- Your instructions -
In the data below, work out how many lines include the string "query". Only the number should be given.

- Dataset entries -
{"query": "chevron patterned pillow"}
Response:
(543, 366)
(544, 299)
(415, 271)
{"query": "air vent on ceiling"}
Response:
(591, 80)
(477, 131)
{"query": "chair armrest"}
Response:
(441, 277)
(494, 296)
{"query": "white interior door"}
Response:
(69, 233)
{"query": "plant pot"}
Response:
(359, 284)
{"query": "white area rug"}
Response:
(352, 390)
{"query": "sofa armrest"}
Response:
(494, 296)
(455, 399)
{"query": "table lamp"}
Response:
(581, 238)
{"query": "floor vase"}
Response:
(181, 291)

--

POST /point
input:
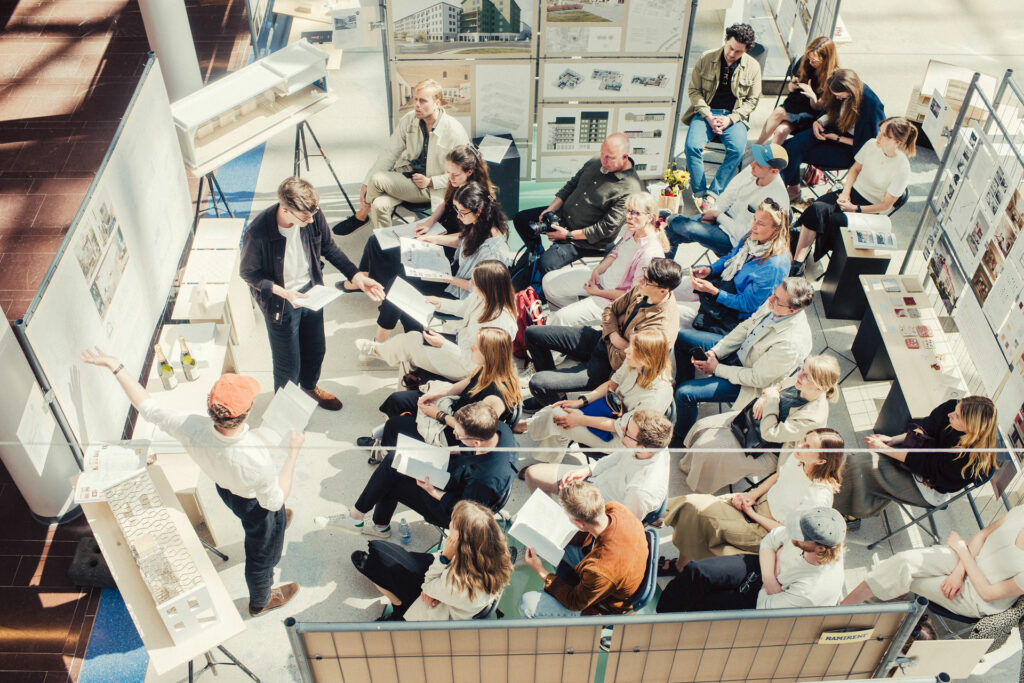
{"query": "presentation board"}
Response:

- Task output -
10